* start *

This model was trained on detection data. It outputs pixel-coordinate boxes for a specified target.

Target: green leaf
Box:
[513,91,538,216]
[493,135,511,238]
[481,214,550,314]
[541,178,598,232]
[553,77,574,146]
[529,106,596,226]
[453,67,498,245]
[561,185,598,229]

* end *

Task objective: Copy the lines above verbatim, with nothing added or changed.

Solved exercise:
This model was trained on detection data. It outputs pixel-coordinate boxes for a specified target.

Target: green leaf
Box:
[513,91,538,216]
[493,135,511,238]
[481,214,550,314]
[541,178,598,232]
[553,77,574,146]
[529,106,596,226]
[453,67,498,245]
[561,185,598,229]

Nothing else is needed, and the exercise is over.